(Records from a dataset)
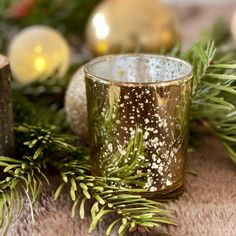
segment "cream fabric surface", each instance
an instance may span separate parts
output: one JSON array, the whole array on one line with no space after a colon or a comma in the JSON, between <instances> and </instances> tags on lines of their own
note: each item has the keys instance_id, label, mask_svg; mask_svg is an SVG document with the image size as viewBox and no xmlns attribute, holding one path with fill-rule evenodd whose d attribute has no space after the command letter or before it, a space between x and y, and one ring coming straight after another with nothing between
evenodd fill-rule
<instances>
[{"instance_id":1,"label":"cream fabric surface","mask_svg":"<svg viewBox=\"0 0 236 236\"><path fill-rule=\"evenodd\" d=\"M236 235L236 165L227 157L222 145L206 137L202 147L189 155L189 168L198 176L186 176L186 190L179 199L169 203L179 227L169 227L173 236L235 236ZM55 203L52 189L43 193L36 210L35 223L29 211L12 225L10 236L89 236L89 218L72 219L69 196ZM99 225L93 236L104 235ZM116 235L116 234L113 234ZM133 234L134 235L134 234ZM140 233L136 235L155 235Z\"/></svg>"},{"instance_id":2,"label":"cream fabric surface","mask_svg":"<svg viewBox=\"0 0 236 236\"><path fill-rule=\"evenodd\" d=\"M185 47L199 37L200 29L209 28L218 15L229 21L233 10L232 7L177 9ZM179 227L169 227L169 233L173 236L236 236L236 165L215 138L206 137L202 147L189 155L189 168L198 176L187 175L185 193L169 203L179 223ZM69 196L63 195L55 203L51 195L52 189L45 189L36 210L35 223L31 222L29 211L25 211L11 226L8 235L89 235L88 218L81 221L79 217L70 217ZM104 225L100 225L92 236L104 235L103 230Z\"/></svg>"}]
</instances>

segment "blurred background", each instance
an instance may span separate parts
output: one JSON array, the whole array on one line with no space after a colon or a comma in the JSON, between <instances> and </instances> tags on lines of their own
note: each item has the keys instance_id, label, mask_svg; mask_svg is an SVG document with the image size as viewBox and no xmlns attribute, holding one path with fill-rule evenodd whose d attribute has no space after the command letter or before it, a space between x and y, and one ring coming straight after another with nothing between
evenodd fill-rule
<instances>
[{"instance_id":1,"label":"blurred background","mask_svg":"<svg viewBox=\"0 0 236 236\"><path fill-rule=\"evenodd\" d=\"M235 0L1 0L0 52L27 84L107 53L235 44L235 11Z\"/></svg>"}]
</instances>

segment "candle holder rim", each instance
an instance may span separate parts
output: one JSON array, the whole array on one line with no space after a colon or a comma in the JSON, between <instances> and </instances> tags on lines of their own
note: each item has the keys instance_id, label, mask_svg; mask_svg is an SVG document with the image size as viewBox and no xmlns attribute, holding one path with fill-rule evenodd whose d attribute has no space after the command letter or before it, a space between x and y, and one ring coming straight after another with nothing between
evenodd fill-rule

* * *

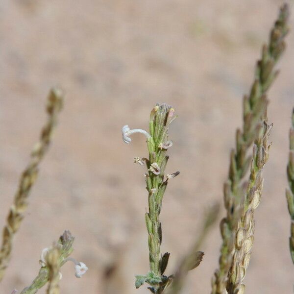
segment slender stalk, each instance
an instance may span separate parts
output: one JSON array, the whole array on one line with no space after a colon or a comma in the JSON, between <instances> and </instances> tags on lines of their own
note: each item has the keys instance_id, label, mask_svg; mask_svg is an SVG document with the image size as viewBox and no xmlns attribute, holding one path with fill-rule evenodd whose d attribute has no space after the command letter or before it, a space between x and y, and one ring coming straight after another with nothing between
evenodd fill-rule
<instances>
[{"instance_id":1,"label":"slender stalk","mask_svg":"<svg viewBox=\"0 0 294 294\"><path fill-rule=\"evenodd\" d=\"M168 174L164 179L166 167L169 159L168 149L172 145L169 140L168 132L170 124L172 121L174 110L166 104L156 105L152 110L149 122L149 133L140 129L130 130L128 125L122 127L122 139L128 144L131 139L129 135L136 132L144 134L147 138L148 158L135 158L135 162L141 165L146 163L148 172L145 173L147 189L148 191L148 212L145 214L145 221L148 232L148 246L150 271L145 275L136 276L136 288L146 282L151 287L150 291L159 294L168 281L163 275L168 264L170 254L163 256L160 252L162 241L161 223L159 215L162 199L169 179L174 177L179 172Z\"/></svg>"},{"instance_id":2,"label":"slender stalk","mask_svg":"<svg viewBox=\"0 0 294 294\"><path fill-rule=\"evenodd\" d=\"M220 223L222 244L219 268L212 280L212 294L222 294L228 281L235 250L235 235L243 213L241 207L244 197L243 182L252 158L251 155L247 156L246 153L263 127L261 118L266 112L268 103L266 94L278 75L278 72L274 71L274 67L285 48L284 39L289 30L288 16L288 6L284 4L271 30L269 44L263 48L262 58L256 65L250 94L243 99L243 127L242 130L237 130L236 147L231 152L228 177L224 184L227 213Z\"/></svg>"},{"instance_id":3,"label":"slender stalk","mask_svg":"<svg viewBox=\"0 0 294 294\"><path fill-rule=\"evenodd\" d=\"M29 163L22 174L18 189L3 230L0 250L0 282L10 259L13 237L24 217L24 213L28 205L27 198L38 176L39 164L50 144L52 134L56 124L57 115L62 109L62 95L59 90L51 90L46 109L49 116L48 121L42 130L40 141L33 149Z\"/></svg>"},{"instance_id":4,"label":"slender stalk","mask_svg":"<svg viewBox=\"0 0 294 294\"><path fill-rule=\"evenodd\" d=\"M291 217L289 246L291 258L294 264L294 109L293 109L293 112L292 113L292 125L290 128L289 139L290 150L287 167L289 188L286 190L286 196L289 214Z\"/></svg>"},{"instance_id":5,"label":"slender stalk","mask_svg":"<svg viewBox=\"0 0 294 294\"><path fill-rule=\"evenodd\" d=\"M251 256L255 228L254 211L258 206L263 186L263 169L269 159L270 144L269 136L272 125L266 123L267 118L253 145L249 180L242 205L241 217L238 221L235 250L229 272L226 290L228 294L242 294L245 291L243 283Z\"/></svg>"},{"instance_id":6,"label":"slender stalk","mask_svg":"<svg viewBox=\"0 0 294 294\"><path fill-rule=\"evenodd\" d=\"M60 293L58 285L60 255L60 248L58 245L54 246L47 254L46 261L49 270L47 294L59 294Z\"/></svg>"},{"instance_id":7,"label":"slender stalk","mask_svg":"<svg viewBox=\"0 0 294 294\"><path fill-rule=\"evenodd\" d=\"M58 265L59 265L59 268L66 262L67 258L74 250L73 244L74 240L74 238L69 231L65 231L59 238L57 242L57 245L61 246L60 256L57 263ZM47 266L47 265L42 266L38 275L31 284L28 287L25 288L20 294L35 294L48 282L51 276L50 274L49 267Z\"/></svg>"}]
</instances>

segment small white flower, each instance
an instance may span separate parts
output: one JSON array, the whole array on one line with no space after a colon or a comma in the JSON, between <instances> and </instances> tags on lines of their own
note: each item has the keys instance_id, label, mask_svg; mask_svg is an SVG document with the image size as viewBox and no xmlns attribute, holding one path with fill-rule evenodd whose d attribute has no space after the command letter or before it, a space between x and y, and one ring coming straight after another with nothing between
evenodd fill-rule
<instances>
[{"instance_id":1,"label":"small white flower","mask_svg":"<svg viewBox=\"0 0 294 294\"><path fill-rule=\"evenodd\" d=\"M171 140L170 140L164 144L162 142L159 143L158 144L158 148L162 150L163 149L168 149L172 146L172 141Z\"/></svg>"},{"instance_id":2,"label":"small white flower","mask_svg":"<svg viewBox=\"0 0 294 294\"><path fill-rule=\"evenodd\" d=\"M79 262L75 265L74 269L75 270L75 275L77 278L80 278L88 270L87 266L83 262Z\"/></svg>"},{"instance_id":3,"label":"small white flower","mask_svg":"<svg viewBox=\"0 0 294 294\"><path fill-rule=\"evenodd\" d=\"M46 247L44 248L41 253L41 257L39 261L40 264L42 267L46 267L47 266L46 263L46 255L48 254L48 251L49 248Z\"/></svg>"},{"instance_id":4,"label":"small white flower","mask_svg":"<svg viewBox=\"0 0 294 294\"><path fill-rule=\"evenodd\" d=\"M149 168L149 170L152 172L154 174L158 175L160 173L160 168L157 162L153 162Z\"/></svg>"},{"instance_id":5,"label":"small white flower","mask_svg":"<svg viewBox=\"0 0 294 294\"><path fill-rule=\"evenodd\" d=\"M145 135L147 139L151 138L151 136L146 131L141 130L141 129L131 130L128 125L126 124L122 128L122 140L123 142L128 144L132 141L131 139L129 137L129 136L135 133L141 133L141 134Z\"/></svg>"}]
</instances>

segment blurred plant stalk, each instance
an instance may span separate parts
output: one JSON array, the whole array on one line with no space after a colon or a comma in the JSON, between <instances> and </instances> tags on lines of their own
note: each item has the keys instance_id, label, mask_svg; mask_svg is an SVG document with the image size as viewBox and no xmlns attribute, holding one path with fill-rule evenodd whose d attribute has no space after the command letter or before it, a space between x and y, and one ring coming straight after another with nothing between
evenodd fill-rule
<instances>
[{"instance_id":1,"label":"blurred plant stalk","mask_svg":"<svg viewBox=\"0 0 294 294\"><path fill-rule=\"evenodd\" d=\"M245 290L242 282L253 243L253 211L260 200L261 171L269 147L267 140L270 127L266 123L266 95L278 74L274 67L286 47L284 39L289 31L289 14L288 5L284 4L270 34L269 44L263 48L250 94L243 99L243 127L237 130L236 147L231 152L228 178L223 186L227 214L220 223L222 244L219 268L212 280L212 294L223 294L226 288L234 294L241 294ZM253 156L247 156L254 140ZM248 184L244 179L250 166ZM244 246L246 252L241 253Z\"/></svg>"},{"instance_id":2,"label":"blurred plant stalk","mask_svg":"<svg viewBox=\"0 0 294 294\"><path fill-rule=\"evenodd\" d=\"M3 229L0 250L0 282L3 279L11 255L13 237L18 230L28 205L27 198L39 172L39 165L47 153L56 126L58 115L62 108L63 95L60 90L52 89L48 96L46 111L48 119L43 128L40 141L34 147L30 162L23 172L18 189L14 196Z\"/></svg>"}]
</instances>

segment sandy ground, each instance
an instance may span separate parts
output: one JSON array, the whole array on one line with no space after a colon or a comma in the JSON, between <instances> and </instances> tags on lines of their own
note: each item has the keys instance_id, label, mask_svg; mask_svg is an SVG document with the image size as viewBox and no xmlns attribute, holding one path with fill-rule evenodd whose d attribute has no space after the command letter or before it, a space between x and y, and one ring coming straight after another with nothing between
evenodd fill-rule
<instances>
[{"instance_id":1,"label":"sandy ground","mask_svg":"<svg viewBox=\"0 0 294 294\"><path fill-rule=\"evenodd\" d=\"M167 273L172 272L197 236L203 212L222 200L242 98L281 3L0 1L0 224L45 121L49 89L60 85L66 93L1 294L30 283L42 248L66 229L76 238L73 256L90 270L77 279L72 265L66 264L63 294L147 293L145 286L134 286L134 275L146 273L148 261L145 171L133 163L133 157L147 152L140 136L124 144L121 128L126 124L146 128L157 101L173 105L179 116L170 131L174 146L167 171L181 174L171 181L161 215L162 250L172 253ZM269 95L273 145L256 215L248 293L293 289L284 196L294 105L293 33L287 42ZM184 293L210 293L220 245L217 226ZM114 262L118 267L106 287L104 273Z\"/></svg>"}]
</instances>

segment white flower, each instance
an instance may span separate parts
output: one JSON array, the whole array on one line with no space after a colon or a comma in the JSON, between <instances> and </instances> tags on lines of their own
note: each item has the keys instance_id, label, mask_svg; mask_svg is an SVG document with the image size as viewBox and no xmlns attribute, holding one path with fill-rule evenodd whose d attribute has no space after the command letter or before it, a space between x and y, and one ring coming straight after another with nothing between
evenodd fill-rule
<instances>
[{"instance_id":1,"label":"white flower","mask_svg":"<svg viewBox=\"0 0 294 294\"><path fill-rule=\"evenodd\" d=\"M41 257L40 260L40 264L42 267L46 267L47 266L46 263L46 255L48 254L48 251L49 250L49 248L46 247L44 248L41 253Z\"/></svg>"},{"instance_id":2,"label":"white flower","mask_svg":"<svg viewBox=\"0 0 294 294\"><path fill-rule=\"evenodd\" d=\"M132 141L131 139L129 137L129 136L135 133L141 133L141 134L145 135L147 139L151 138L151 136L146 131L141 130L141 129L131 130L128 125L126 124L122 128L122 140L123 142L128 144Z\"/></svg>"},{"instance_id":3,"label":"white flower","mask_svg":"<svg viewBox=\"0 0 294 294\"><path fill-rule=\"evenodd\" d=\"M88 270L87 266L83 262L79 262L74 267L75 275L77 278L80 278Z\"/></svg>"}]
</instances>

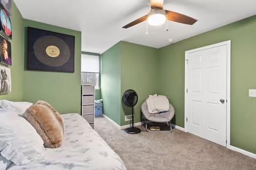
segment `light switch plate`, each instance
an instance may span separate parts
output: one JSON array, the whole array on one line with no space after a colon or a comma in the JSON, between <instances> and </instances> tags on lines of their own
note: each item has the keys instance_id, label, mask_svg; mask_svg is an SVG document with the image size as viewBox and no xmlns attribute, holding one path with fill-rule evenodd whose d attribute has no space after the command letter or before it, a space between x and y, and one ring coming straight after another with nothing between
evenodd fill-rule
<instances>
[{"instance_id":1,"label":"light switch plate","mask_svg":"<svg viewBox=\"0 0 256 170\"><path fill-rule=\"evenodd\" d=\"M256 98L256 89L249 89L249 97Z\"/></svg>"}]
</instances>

(Required work) Which lines of the records contain the word "segment" with matching capitalization? Locate each of them and copy it out in full.

(Exercise solution)
segment "cream fabric surface", each instance
segment "blurred background", each instance
segment "candle holder rim", each instance
segment slender stalk, each instance
segment small white flower, each instance
segment blurred plant stalk, each instance
segment sandy ground, each instance
segment white flower, each instance
segment `light switch plate`, each instance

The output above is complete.